- _YOUR INSTRUCTIONS_
Once you find the line with "Query: roof beam", transcribe it and all the lines that follow to the end of the data, exactly as written; skip any pictures.

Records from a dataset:

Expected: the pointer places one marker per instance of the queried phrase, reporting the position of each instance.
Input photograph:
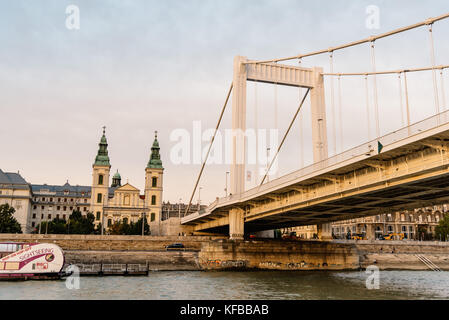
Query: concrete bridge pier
(324, 231)
(236, 224)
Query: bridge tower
(279, 74)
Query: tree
(442, 230)
(8, 224)
(79, 224)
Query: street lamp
(268, 164)
(226, 189)
(199, 197)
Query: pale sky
(140, 66)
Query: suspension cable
(400, 99)
(340, 111)
(368, 125)
(334, 135)
(301, 130)
(434, 76)
(208, 151)
(256, 128)
(285, 136)
(376, 104)
(443, 95)
(355, 43)
(406, 102)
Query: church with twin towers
(110, 201)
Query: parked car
(175, 246)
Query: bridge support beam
(236, 224)
(238, 126)
(324, 231)
(318, 114)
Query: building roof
(10, 178)
(102, 158)
(155, 158)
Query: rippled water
(240, 285)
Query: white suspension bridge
(404, 169)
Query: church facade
(116, 202)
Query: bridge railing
(366, 149)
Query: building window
(126, 200)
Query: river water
(198, 285)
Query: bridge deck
(411, 171)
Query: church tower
(153, 188)
(100, 182)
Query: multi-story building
(414, 224)
(52, 201)
(36, 203)
(16, 192)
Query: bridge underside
(409, 173)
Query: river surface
(267, 285)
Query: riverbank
(96, 254)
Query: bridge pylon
(278, 74)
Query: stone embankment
(97, 254)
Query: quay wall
(215, 253)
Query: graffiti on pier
(217, 263)
(290, 265)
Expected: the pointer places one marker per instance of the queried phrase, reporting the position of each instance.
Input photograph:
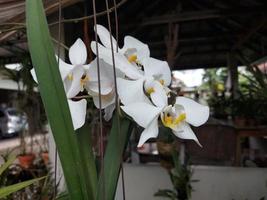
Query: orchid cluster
(142, 85)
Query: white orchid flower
(177, 117)
(135, 62)
(77, 108)
(77, 76)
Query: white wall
(215, 183)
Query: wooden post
(232, 81)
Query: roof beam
(50, 8)
(203, 15)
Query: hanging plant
(127, 75)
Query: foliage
(76, 155)
(181, 177)
(7, 190)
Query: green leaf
(63, 196)
(116, 145)
(16, 187)
(7, 163)
(88, 159)
(55, 102)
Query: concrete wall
(215, 183)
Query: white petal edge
(155, 67)
(142, 113)
(78, 53)
(159, 96)
(131, 91)
(142, 48)
(75, 85)
(151, 131)
(78, 112)
(186, 133)
(106, 100)
(104, 36)
(33, 73)
(121, 61)
(196, 114)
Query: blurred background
(216, 50)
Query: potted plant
(25, 159)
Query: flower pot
(45, 157)
(26, 160)
(240, 121)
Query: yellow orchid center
(84, 80)
(150, 90)
(171, 122)
(132, 58)
(70, 77)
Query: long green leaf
(112, 161)
(16, 187)
(7, 163)
(54, 99)
(88, 160)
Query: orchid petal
(106, 100)
(33, 73)
(78, 112)
(73, 86)
(142, 113)
(131, 91)
(157, 68)
(159, 96)
(106, 77)
(104, 36)
(106, 87)
(121, 61)
(142, 49)
(150, 132)
(196, 114)
(78, 53)
(109, 111)
(186, 132)
(64, 68)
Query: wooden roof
(199, 33)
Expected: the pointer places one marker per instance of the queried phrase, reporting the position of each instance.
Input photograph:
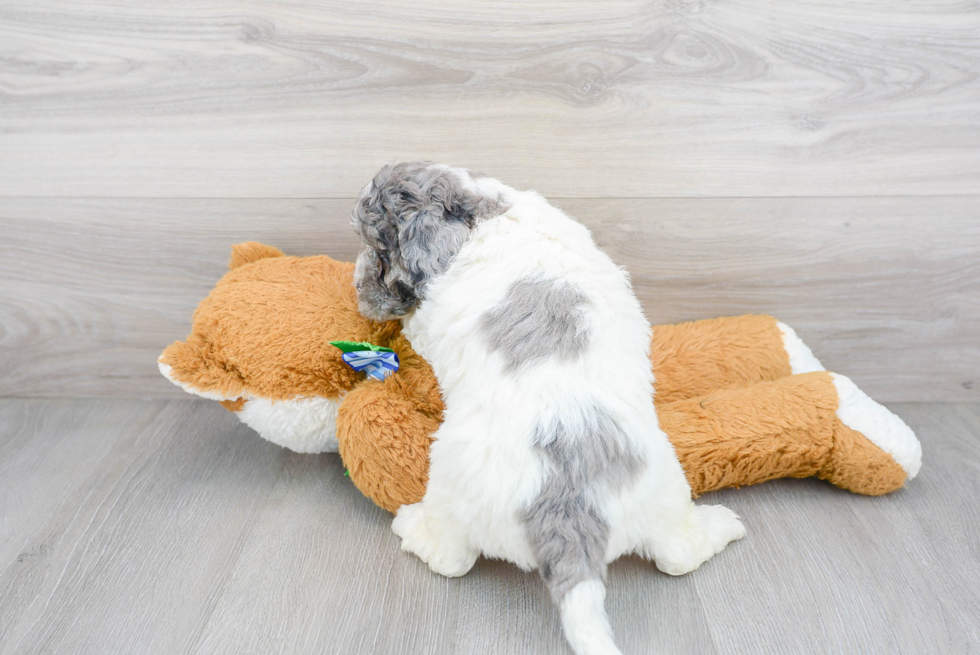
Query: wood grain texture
(630, 98)
(886, 291)
(168, 527)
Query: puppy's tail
(566, 528)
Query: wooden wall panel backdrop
(678, 98)
(886, 290)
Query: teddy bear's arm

- _ANSWER SPACE_
Query: roof beam
(50, 8)
(203, 15)
Query: hanging plant
(127, 75)
Query: foliage
(76, 155)
(181, 177)
(7, 190)
Query: green leaf
(63, 196)
(116, 145)
(16, 187)
(7, 163)
(88, 159)
(55, 102)
Query: concrete wall
(215, 183)
Query: white petal edge
(155, 67)
(142, 113)
(78, 53)
(159, 96)
(131, 91)
(142, 48)
(75, 85)
(151, 131)
(78, 112)
(186, 133)
(106, 100)
(104, 36)
(33, 73)
(121, 61)
(196, 114)
Query: blurred background
(216, 50)
Query: potted plant
(25, 159)
Query: flower pot
(45, 157)
(26, 160)
(240, 121)
Query: yellow orchid center
(84, 80)
(150, 90)
(171, 122)
(132, 58)
(70, 77)
Query: long green leaf
(112, 161)
(16, 187)
(7, 163)
(54, 99)
(88, 160)
Query: orchid petal
(106, 100)
(33, 73)
(78, 112)
(73, 86)
(142, 113)
(131, 91)
(157, 68)
(159, 96)
(106, 77)
(104, 36)
(106, 87)
(121, 61)
(142, 49)
(150, 132)
(196, 114)
(78, 53)
(109, 111)
(186, 132)
(64, 68)
Query: wooden roof
(199, 33)
Expected: the pointer places one marker per instance of the queried phrase, reporting the position of each instance.
Input photograph:
Query: wood grain texture
(630, 98)
(886, 291)
(168, 527)
Query: puppy's tail
(566, 528)
Query: wooden wall panel backdrop
(678, 98)
(886, 290)
Query: teddy bear's arm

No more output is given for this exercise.